Baghdad, Iraq (AFP) — More than 80 people died yesterday when a fire ripped through a Baghdad hospital for COVID-19 patients, sparking outrage and the suspension of top officials overseeing Iraq’s crumbling health services.
The blaze at eastern Baghdad’s Ibn al-Khatib hospital began when badly stored oxygen cylinders blew up, medics said.
Many of the victims were on respirators and were burned or suffocated in the resulting inferno.
“It took just three minutes for the fire to reach most floors” of the hospital, the fire service said.
The health ministry said 82 people were killed and 110 wounded, while the Iraqi Human Rights Commission said 28 of the victims were patients who had to be taken off ventilators to escape the flames.
The blaze tore across multiple floors in the middle of the night, as dozens of relatives were visiting patients in the intensive care unit, a medical source said.
Bakr Qazem, son of one the victims, said he was at the hospital when he felt “a strong explosion”.
“We saw a fire and were not able to save the patients,” he told AFP tearfully from Najaf, the Shiite holy city where he had taken his father’s body for burial.
Throughout the day, funeral processions filled the city, where the vast majority of Iraq’s Shiites are buried.
According to Iraq’s fire service, “the hospital had no fire protection system and false ceilings allowed the flames to spread to highly flammable products.”
It added that fire fighters had been late reaching the hospital, in the remote outskirts of Baghdad.
Prime Minister Mustafa al-Kadhemi suspended Health Minister Hassan al-Tamimi — who is backed by the powerful Shiite leader Moqtada Sadr — as part of a probe also including the governor of Baghdad.
The fire triggered outrage on social media, with a widespread hashtag demanding the health minister be sacked.
The Hezbollah Brigades, one of Iraq’s most radical pro-Iran factions, on Sunday evening demanded that the Government quit.

What is needed
Can you summarize the report on the Baghdad hospital fire in two sentences? None of the data has any bearing on this work.

Input data
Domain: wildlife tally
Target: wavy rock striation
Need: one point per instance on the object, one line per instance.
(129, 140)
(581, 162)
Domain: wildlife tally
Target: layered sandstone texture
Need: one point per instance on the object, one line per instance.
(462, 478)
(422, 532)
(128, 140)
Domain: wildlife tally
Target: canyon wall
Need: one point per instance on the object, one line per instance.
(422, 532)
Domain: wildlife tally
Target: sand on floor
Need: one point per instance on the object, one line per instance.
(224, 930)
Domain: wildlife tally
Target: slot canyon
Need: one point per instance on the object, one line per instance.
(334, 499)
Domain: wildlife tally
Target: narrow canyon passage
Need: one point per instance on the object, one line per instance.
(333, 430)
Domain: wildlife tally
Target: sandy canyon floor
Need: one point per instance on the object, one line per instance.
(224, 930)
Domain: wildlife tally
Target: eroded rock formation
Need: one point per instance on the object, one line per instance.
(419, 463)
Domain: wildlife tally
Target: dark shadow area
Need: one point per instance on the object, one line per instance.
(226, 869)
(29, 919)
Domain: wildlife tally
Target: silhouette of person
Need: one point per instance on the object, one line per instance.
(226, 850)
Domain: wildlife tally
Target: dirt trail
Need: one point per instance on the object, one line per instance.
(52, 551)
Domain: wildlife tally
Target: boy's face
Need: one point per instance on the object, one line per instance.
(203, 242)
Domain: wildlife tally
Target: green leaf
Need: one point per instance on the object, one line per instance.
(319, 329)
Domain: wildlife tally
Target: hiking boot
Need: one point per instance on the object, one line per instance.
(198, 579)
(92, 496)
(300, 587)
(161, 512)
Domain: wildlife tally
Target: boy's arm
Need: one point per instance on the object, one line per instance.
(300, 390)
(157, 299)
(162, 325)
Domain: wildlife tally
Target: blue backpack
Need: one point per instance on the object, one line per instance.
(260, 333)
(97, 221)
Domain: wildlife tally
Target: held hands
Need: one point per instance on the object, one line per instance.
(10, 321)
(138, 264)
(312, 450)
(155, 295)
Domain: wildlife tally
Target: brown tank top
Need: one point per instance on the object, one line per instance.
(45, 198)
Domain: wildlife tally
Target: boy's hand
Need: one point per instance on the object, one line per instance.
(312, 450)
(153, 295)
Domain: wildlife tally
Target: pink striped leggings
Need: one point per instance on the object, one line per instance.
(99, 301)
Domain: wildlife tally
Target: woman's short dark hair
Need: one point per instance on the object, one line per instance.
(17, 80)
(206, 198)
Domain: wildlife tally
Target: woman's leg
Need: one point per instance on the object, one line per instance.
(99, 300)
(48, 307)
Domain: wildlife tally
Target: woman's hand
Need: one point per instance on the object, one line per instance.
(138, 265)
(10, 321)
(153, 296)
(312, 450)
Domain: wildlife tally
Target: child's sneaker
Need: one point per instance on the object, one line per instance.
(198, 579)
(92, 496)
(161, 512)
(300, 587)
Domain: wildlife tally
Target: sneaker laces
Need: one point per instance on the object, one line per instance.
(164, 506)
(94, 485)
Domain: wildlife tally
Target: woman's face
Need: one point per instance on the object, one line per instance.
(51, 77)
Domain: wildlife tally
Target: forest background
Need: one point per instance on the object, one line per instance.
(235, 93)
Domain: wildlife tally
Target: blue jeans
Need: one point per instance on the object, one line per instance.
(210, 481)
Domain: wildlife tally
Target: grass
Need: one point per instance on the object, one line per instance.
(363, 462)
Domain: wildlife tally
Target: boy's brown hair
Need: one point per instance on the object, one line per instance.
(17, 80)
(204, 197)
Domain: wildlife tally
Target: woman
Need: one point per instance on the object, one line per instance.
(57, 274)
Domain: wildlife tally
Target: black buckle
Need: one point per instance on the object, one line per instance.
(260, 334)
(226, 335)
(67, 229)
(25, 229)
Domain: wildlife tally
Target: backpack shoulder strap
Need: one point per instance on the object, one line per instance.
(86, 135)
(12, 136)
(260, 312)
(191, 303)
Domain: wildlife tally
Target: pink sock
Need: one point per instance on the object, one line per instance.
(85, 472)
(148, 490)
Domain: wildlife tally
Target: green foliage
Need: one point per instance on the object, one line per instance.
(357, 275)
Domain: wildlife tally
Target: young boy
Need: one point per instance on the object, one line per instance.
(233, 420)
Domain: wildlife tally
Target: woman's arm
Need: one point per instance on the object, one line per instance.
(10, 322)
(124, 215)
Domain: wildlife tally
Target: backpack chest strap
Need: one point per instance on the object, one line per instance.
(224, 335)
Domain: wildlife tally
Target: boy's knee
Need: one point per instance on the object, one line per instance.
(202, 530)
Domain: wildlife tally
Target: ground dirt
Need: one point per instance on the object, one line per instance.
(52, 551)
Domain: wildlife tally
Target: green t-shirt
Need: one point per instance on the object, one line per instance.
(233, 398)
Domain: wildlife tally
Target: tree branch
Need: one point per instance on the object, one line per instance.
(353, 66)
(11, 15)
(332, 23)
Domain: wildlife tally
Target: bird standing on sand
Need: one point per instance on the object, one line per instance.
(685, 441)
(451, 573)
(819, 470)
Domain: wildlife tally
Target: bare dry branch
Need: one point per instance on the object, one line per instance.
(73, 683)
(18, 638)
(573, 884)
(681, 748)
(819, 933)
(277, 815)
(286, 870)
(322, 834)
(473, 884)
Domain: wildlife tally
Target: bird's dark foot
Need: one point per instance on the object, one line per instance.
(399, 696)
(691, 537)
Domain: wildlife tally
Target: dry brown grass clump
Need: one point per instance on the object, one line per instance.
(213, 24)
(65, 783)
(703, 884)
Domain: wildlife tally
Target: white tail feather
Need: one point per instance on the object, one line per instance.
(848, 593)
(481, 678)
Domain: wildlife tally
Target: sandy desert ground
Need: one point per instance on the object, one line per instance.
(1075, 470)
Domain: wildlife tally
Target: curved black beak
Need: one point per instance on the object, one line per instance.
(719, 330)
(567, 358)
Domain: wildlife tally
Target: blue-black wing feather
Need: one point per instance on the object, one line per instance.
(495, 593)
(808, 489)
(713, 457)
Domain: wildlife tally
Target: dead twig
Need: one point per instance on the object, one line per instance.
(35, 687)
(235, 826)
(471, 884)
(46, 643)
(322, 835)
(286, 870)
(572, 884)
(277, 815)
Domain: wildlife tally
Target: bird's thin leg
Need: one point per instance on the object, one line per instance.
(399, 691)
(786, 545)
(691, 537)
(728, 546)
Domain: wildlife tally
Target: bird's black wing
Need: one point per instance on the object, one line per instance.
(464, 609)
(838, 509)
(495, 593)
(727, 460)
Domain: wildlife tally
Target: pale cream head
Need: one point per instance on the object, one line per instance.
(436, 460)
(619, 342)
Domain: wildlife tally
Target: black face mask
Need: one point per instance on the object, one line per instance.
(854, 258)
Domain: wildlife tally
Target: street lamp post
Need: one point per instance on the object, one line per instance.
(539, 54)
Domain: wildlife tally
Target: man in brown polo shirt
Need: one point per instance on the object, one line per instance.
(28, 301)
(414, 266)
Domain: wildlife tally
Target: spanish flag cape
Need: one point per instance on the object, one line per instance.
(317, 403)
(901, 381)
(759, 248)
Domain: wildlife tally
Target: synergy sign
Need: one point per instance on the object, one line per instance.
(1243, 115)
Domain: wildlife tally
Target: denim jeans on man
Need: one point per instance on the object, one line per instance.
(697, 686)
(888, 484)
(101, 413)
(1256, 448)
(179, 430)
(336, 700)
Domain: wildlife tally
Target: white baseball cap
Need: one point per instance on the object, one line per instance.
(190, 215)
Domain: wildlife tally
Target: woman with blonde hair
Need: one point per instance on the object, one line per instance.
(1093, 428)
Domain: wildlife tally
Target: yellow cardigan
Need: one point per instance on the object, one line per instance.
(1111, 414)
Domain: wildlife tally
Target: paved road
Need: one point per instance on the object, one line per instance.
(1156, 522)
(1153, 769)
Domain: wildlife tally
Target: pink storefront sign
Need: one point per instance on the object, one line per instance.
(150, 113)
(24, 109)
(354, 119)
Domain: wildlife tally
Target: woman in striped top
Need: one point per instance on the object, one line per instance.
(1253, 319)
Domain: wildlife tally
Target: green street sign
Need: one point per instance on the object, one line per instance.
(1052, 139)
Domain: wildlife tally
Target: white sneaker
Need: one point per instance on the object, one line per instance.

Solution to this exercise
More than 80 people died when a fire tore through eastern Baghdad's Ibn al-Khatib hospital for COVID-19 patients, which medics said began when badly stored oxygen cylinders blew up. The fire service said the hospital had no fire protection system, and amid widespread outrage, Prime Minister Mustafa al-Kadhemi suspended Health Minister Hassan al-Tamimi as part of a probe.